* **COMPLETE THE FOLLOWING**:
• 1. In the text on the bankruptcy ruling, roughly what share of the Rent-Rite debtor's revenue came from leasing warehouse space to tenants that grew marijuana?
• 2. Extend the text on the bankruptcy ruling past its last sentence.

* **TEXT SHOWN**:

^^^^

The court also factored in the debtors' “motivation and sincerity” in seeking Chapter 13 relief. The court agreed with the bankruptcy court's view that “[i]f the debtors are incapable of proposing a confirmable plan, it is objectively unreasonable for them to seek Chapter 13 relief whether their intentions are kindly or not.”
‘Epitome of Prejudicial Delay.'
The court similarly found dismissal appropriate under Chapter 7, pursuant to which “cause” for dismissal can include “unreasonable delay by the debtor that is prejudicial to creditors.” The debtors argued that the trustee could simply abandon the marijuana assets in this case to avoid selling and distributing the proceeds of those assets in violation of federal law.
“If the [t]rustee abandoned the [a]ssets, the debtors would retain their business after exposing the [t]rustee to grave risk, provide the creditors with little or no recovery, and receive a discharge, protected all the while from their creditors’ collection efforts by the automatic stay and then the discharge injunction,” the court said. “That is the epitome of prejudicial delay.”
The court added that it isn't clear a bankruptcy court can simply order a trustee to abandon assets and, furthermore, the debtors never raised this argument in the bankruptcy court. The court therefore affirmed the order dismissing the case.
Garfield added that the debtors “have not yet decided whether to appeal to the Tenth Circuit.”
The bankruptcy court in Colorado previously made a similar ruling in 2012 in In re Rent-Rite Super Kegs West Ltd.
, 2012 BL 343750, 484 B.R. 799 (Bankr. D. Colo. 2012). In Rent-Rite, the debtor acknowledged that roughly 25 percent of its revenue came from leasing warehouse space to tenants that grew marijuana. The Colorado bankruptcy court found that “the [d]ebtor's continued criminal activity satisfie[d] the requirement of ‘cause' under Section 1112(b) and require[d] dismissal or conversion of [the] [C]hapter 11 bankruptcy case.”

^^^^

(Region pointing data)
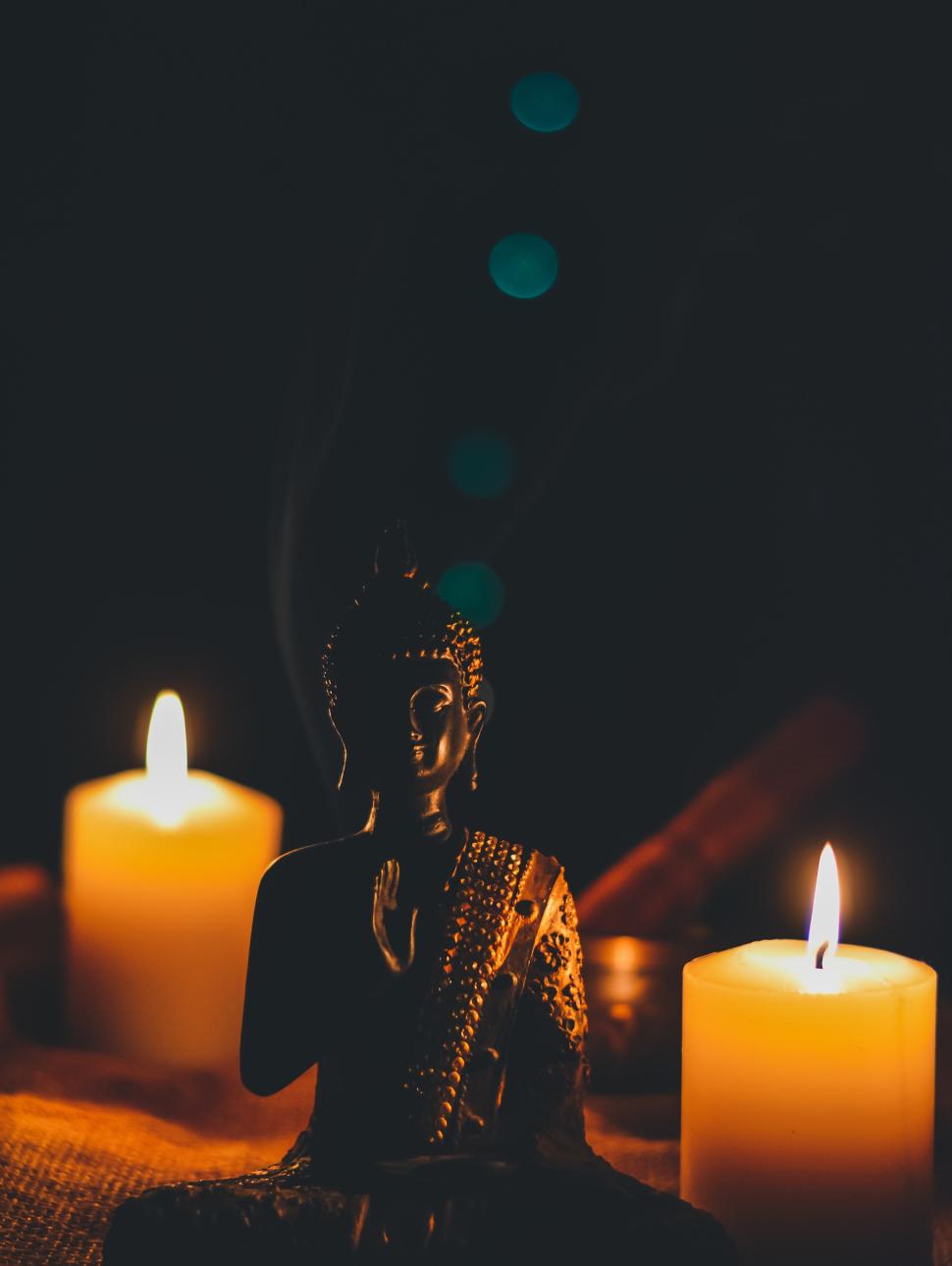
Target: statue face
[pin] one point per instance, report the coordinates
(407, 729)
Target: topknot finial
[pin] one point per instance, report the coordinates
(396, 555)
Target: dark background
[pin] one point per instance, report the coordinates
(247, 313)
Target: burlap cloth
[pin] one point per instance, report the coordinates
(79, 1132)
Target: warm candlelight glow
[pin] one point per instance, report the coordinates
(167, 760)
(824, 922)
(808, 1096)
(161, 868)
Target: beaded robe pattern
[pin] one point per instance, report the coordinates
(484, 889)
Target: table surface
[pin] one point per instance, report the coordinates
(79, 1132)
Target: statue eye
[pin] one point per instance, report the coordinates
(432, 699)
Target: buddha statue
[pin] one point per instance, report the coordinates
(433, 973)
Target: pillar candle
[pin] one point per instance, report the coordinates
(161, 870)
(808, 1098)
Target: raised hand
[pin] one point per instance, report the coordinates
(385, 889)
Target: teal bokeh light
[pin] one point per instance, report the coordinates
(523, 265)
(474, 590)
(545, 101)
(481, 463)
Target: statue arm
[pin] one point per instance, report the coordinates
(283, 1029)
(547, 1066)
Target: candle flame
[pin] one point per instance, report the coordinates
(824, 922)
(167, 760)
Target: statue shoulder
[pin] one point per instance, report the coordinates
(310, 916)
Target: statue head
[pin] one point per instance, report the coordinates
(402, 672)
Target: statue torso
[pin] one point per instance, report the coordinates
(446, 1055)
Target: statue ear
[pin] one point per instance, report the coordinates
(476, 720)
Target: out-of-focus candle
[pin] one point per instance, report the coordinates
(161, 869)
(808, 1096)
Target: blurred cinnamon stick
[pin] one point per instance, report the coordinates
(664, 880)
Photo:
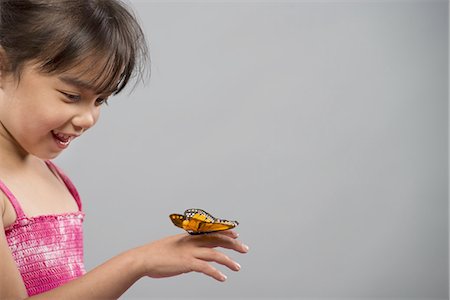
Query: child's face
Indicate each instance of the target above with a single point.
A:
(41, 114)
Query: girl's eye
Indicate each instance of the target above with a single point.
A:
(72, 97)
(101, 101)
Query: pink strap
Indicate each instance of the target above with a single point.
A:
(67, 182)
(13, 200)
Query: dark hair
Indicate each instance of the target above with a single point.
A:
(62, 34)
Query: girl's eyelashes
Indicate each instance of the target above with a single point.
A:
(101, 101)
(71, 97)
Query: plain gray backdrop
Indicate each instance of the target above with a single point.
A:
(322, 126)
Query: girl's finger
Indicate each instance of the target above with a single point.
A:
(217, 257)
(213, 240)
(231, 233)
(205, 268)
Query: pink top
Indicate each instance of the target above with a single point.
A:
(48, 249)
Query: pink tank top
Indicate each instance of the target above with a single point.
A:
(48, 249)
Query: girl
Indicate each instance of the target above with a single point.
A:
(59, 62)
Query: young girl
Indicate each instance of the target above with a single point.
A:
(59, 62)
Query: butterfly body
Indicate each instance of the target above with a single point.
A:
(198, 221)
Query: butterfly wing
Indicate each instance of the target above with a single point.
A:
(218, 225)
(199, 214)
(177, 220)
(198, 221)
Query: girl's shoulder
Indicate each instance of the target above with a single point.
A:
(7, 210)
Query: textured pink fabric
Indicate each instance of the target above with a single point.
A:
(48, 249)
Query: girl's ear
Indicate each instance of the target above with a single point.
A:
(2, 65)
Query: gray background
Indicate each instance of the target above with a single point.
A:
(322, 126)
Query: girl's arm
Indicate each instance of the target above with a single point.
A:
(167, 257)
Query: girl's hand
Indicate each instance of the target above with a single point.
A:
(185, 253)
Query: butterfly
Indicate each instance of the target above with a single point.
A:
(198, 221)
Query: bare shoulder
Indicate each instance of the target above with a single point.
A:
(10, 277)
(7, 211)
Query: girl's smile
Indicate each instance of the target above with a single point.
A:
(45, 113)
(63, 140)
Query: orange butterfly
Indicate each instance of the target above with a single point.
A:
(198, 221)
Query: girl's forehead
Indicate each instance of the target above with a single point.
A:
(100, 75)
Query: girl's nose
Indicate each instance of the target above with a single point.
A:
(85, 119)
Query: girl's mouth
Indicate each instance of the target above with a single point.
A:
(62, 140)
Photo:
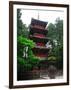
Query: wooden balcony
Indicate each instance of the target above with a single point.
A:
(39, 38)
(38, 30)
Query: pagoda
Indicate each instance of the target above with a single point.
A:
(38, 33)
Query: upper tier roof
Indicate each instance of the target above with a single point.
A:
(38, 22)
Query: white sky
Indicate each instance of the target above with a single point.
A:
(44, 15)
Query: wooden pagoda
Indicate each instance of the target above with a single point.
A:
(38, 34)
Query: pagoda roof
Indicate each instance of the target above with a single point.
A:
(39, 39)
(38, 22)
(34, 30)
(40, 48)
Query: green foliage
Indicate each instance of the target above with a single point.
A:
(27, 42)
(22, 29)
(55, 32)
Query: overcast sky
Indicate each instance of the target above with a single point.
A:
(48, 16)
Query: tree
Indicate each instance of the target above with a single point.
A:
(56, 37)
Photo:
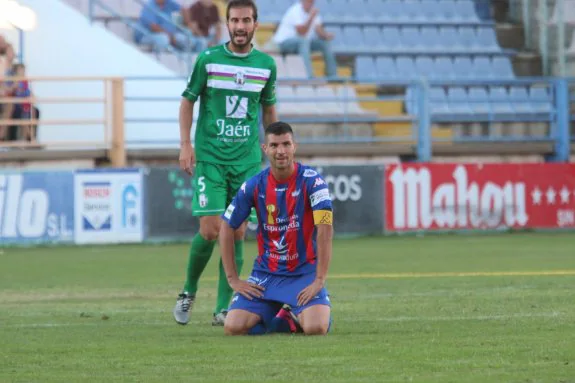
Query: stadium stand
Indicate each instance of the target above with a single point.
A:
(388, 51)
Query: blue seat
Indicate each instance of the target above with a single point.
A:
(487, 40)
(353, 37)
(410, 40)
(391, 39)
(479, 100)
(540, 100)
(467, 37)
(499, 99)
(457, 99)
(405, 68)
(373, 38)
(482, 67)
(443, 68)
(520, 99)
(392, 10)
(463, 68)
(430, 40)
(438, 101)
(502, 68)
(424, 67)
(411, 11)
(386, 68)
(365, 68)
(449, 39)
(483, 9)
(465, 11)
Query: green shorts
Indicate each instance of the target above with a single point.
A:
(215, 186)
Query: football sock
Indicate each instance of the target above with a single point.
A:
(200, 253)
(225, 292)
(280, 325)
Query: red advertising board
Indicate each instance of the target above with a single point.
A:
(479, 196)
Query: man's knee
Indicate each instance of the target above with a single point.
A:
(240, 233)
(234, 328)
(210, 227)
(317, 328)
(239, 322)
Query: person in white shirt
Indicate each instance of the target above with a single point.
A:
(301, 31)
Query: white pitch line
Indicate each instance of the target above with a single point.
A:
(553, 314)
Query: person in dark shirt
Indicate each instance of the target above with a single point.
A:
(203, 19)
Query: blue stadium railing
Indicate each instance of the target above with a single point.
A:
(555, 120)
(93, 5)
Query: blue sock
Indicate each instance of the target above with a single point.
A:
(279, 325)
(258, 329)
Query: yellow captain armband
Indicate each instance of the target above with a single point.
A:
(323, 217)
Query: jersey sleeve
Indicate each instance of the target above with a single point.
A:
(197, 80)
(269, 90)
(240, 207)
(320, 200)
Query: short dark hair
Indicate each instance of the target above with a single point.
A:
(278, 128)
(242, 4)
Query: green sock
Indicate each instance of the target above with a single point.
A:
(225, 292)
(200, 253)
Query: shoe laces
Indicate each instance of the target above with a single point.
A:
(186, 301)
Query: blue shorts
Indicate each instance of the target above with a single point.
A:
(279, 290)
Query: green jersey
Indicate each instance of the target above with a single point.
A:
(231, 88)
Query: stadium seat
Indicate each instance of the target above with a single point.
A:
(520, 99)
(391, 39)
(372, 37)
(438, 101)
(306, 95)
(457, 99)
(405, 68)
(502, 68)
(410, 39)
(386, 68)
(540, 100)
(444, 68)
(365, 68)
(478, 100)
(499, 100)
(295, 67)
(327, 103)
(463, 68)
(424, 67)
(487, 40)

^^^^

* **RESULTS OF THE TASKS**:
• 1. Roughly 25 percent.

• 2.
In In re Medpoint Mgmt., LLC
, 2015 BL 97197, 528 B.R. 178 (Bankr. D. Ariz. 2015), the Arizona bankruptcy court also refused to “enter an order for relief which would then result in the appointed [C]hapter 7 trustee necessarily violating federal law (the [Controlled Substances Act]) in carrying out his or her duties under the [Bankruptcy] Code.”
Precedential Effect Unclear
According to the National Organization for the Reform of Marijuana Laws, 24 states and the District of Columbia currently allow the use of medical marijuana, and four states (Alaska, Colorado, Oregon, and Washington) have legalized the recreational use of marijuana. In addition to Colorado, the bankruptcy appellate panel's ruling could impact New Mexico, which has legalized medical marijuana and also resides in the Tenth Circuit.
However, the U.S. Court of Appeals for the Tenth Circuit hasn't weighed in on whether or not bankruptcy appellate panel decisions are binding on bankruptcy courts, so New Mexico may not be bound to follow Colorado's lead. Courts are split on whether or not bankruptcy and district courts should be bound by bankruptcy appellate panel decisions, according to research conducted by Bloomberg BNA.
Judges Tom R. Cornish, Robert E. Nugent, and Dale L. Somers sat on the three-judge panel in this case.
Daniel J. Garfield of Foster Graham Milstein & Calisher, LLP, Denver, represented the debtors.
Ramona D. Elliott, P. Matthew Sutko, and Noah M. Schottenstein of the U.S. Department of Justice, Washington, and Patrick S. Layng, Alan K. Motes, and Greg Garvin of the Office of the U.S. Trustee, Denver, represented the U.S. Trustee.